### What to work on
Can you copy the rows below line for line, without changing anything?

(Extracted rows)
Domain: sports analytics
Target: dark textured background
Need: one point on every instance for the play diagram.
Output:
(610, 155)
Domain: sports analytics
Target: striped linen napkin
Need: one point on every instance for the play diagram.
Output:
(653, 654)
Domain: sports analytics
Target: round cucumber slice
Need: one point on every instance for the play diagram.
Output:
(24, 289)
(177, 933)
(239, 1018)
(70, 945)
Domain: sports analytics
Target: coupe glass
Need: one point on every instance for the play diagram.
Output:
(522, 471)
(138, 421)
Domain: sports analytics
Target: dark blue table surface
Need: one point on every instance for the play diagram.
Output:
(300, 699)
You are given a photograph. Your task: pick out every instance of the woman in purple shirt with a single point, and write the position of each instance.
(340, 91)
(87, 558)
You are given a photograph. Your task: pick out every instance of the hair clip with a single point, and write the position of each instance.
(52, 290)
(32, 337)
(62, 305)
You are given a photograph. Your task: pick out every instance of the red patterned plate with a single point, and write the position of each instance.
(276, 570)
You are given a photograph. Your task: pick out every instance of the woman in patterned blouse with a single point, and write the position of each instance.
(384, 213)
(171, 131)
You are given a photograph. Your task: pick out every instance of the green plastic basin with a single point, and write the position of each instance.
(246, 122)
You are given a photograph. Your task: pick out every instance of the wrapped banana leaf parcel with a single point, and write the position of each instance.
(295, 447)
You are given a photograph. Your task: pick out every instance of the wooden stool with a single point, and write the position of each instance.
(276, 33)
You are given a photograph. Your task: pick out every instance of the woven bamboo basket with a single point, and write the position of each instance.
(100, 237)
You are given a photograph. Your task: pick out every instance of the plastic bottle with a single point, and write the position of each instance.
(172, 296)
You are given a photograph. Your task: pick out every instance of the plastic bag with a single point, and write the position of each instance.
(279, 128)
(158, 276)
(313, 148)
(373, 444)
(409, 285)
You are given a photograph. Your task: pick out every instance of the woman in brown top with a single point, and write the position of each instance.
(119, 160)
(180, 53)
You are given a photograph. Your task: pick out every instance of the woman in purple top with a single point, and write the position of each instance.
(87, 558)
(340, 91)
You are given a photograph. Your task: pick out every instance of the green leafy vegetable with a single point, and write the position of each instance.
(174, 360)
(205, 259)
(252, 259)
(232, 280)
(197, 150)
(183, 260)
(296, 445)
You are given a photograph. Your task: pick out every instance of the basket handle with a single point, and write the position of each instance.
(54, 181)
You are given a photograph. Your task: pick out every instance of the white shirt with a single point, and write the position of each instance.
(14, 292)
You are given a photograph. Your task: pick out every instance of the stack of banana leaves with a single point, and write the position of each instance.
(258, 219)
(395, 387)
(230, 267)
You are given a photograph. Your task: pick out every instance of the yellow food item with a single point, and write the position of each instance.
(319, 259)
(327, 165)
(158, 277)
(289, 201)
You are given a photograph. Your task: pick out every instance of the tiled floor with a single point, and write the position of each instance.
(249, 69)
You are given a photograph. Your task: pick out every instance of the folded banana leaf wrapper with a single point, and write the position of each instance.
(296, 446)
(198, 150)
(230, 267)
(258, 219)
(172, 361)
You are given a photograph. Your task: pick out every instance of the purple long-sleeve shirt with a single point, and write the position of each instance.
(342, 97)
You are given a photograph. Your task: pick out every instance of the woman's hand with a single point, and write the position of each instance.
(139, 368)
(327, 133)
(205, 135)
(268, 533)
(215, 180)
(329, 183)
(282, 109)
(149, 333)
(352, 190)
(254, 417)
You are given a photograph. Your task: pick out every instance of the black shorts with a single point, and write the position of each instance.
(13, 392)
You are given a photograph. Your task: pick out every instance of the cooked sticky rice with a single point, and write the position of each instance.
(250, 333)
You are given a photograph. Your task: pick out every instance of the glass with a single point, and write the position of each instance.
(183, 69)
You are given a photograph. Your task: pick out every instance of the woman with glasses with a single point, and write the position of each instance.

### Full output
Domain: sports analytics
Target: dark textured background
Need: one point on every instance for the play diagram.
Output:
(610, 155)
Domain: sports analytics
Target: striped linen napkin
Need: one point on every instance for the play diagram.
Output:
(653, 654)
Domain: sports analytics
Target: round cucumber slice
Need: one point on every instance for the play diagram.
Output:
(24, 289)
(177, 933)
(239, 1018)
(70, 945)
Domain: sports analytics
Target: coupe glass
Need: one point on every instance for the play diagram.
Output:
(522, 471)
(138, 421)
Domain: sports analytics
Target: dark blue table surface
Need: one point on every instance for the play diagram.
Output:
(300, 699)
You are given a photograph. Your task: pick out every instance of the woman in purple shirt with a single point, and write the position of each instance.
(340, 91)
(87, 558)
You are given a photograph. Your task: pick out every instance of the hair clip with a single point, and write the position of each instance.
(52, 290)
(32, 337)
(62, 305)
You are given a photograph. Your task: pick out every instance of the red patterned plate with a single point, and write the position of each instance.
(276, 570)
You are given a photograph. Your task: pick out every instance of the woman in patterned blouse with a single point, and write the position of each instance.
(384, 213)
(171, 131)
You are given a photograph. Your task: pick out every instance of the green plastic basin with a single point, and write the position of each instance.
(246, 122)
You are given a photograph. Your task: pick out every instance of the wrapped banana leaf parcel with a single point, and write the position of each instance.
(295, 447)
You are given a photograph. Your task: pick out every instance of the wooden stool with a single point, and write the position of each instance.
(276, 33)
You are given a photograph. Your task: pick out every instance of the woven bamboo basket with a single point, and write the position of each instance.
(100, 237)
You are given a photograph. Your task: pick out every instance of the plastic bottle with a single point, and write the position of each instance.
(172, 296)
You are given a photograph. Your task: pick out every instance of the plastic bag with a single point, and write the position of each instance.
(279, 128)
(158, 276)
(313, 148)
(373, 444)
(409, 285)
You are given a photograph. Your task: pick out every instance of the woman in brown top with a single point, and write the position of each instance.
(119, 160)
(180, 53)
You are given a photograph. Your task: pick out every instance of the woman in purple top with a single point, and write the position of each instance.
(87, 558)
(340, 91)
You are given a photograph. Your task: pick out every instance of the green leafy vegetable with a single point, and write the position of each instance.
(174, 360)
(205, 259)
(252, 259)
(232, 280)
(197, 150)
(183, 260)
(296, 445)
You are given a photograph. Your task: pick out every instance of the basket handle with a single point, and write the position of each instance.
(54, 181)
You are given a photograph. Your task: pick out every instance of the white shirt with a single point, and write the position of each instance.
(14, 292)
You are given a photograph. Your task: pick out every instance of the stack of banana leaves with a single point, and write the position of each instance.
(258, 219)
(395, 387)
(230, 267)
You are given a photograph. Your task: pick out every instance of the yellow food item with a single point, and write the position of each instance.
(319, 259)
(327, 165)
(158, 277)
(289, 201)
You are given a photograph. Your task: pick out every instance of the tiled floor with a single point, and write the position of each instance.
(249, 69)
You are given a photograph. Your task: pick out every instance of the folded banana leaf wrapper with a single point, and write the position of each instance.
(296, 446)
(198, 150)
(230, 267)
(258, 219)
(172, 361)
You are given a photograph. Your task: pick out every instance of the purple long-sleeve shirt with a single point, and write the position of each instance.
(342, 97)
You are given a photograph. Your task: pick out every instance of the woman's hand with a single point, and write the position of each instance.
(139, 368)
(327, 133)
(205, 135)
(268, 533)
(215, 180)
(329, 183)
(282, 109)
(149, 333)
(352, 190)
(254, 417)
You are given a photograph. Your task: pick out every instance of the black shorts with a single point, and write the position of each instance.
(13, 392)
You are given a photograph. Your task: pick out every instance of the cooked sticky rice with a single point, and write the position of each instance.
(250, 333)
You are given a photograph. Your task: pick out every instance of the glass with a single point, and write the position of each instance.
(183, 69)
You are given a photograph. Your task: pick out every instance of the woman with glasses with a single point, and write the position of each instance.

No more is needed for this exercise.